→ **Task item**
A complete answer includes every line below with the word "that".

Spatial localization data:
----
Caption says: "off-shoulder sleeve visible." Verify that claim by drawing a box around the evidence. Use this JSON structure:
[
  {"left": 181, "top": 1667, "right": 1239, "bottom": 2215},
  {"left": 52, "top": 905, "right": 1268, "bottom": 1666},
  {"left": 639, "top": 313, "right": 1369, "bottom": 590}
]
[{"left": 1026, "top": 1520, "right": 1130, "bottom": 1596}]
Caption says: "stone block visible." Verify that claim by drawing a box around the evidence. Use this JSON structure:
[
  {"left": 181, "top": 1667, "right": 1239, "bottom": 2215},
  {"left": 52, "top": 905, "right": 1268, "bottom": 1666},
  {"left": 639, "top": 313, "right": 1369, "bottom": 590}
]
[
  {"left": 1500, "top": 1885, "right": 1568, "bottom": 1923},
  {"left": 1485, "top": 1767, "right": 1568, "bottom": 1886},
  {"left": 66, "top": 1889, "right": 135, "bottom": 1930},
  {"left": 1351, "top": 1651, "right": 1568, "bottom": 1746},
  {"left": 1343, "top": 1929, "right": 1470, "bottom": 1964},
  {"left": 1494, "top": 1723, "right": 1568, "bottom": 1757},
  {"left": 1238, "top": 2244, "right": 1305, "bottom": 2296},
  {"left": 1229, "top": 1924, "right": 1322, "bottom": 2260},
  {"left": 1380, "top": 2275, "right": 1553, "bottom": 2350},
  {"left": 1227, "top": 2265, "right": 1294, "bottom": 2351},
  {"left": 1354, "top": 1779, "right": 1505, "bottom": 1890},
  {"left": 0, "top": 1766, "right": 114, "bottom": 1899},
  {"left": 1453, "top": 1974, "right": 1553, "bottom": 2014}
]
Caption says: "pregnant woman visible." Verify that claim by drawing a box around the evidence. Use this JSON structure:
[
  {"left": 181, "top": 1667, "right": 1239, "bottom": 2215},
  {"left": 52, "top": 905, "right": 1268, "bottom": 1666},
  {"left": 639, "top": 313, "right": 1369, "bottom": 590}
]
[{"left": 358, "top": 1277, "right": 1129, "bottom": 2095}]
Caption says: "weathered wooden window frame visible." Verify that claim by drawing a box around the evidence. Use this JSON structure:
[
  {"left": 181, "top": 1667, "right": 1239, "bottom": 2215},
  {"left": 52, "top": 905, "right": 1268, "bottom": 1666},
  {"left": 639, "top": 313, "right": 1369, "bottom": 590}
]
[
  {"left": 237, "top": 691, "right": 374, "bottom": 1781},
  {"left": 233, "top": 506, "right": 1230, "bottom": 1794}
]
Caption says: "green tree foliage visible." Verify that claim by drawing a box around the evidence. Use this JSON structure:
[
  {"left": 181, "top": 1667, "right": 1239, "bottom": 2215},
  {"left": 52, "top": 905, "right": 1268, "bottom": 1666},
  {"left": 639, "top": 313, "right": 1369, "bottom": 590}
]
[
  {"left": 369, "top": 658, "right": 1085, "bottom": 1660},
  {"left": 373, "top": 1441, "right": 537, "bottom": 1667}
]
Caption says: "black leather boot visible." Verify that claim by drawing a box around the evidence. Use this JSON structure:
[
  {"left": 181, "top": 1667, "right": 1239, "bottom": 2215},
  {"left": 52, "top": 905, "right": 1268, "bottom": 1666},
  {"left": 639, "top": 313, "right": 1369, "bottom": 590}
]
----
→ **Reply**
Caption says: "off-shoulder sleeve visible." Verify that claim by drawing a box around the evidence. Use this JSON structure:
Caption says: "stone block visible." Verify that claim by drawing a box around the evidence. Use this JSON structure:
Caption says: "pregnant woman visible." Verify that claim by drawing a box around the evidence. Use this JSON structure:
Caption says: "weathered wooden window frame visible." Verify that claim by drawing a box around the evidence. Use this JSON structure:
Caption says: "green tree foliage visible." Verify that claim by drawing a box around the evidence. Use this JSON structure:
Caption says: "black leather boot visible." Verify that claim by drawing a box around the evidence. Use this JSON structure:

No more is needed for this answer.